= WORK TO BE COMPLETED =
Repeat the listing below exactly from the line with "Put a marker on every instance of the earth" through its last line. Skip every picture.
>>>>>
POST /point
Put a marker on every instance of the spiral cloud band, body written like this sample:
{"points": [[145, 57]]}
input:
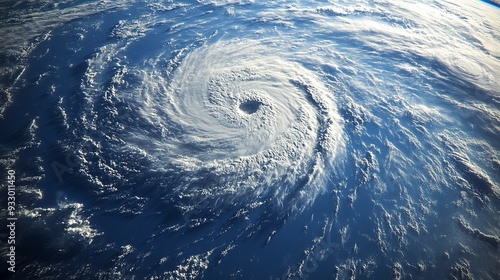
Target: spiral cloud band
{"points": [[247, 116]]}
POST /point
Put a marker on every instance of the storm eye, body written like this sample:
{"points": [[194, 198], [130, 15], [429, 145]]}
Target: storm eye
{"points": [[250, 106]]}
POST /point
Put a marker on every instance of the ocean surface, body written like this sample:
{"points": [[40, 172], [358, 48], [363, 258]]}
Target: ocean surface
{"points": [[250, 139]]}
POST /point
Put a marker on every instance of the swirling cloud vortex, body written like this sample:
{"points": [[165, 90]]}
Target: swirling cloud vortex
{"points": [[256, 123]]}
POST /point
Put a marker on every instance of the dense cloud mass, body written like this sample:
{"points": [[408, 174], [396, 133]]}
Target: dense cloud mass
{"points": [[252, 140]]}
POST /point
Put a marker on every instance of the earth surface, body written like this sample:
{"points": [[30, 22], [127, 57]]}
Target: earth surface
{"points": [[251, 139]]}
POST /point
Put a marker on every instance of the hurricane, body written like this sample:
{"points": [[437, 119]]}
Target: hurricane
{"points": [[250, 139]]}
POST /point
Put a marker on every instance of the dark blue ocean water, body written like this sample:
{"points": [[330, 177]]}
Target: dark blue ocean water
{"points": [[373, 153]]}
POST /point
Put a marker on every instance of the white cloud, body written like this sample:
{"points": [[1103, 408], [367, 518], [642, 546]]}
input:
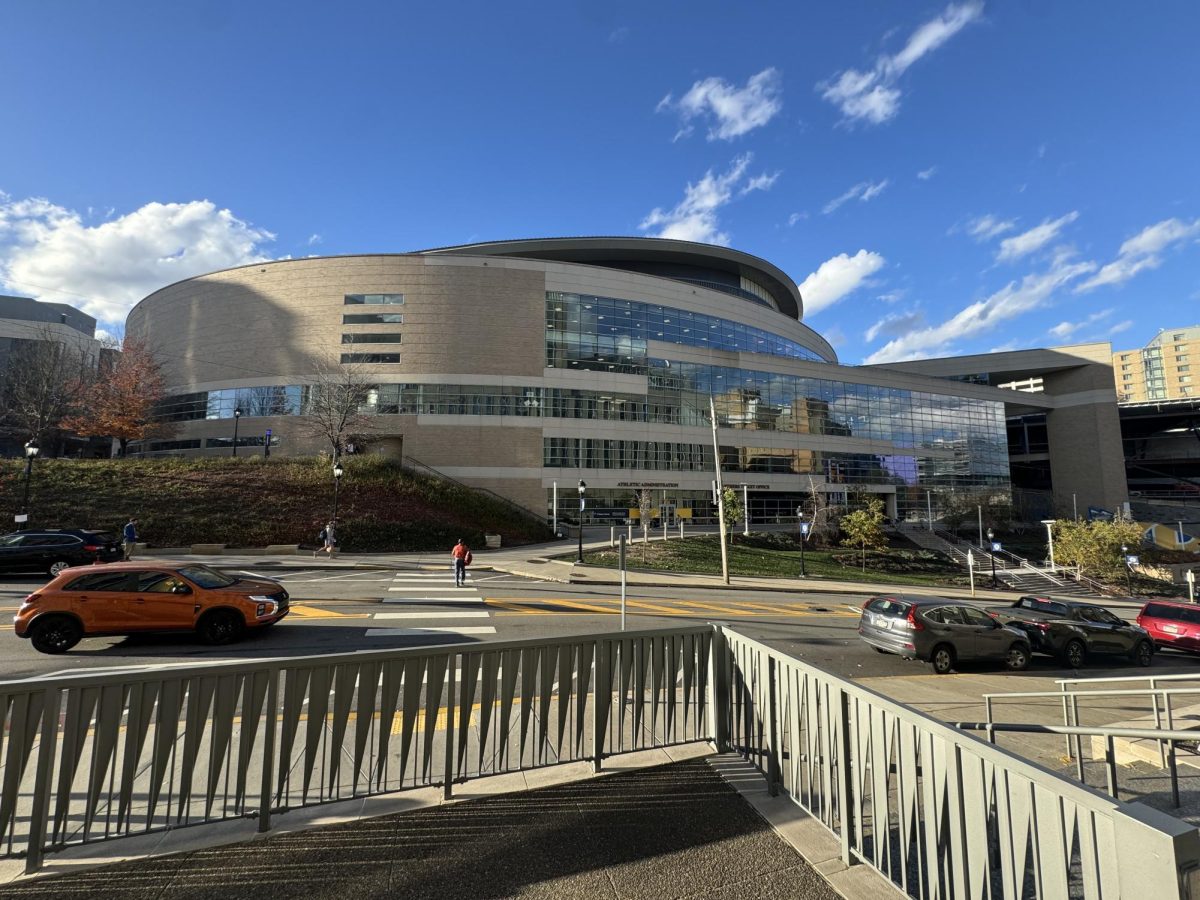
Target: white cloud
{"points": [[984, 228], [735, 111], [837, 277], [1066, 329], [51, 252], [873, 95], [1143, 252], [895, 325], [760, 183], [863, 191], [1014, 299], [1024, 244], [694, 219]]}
<<<<<
= FINAL ANSWER =
Put a marker on every instance of the earth surface, body written like this sample:
{"points": [[30, 22], [127, 57]]}
Target: earth surface
{"points": [[251, 139]]}
POST /point
Put a marker on every instance of the hurricane, body written like this sample:
{"points": [[437, 119]]}
Target: hurricane
{"points": [[250, 139]]}
POST /point
Put a marker on every instance of the dark blue ocean water, body written like this sample:
{"points": [[330, 177]]}
Target: dark blue ocean water
{"points": [[373, 153]]}
POST /point
Put a marker on every instance of the white cloud, body written like this sample:
{"points": [[1103, 408], [367, 518], [642, 546]]}
input:
Target: white cloud
{"points": [[984, 228], [735, 111], [837, 277], [1066, 329], [51, 252], [873, 95], [1143, 252], [895, 325], [760, 183], [863, 191], [1014, 299], [1024, 244], [694, 219]]}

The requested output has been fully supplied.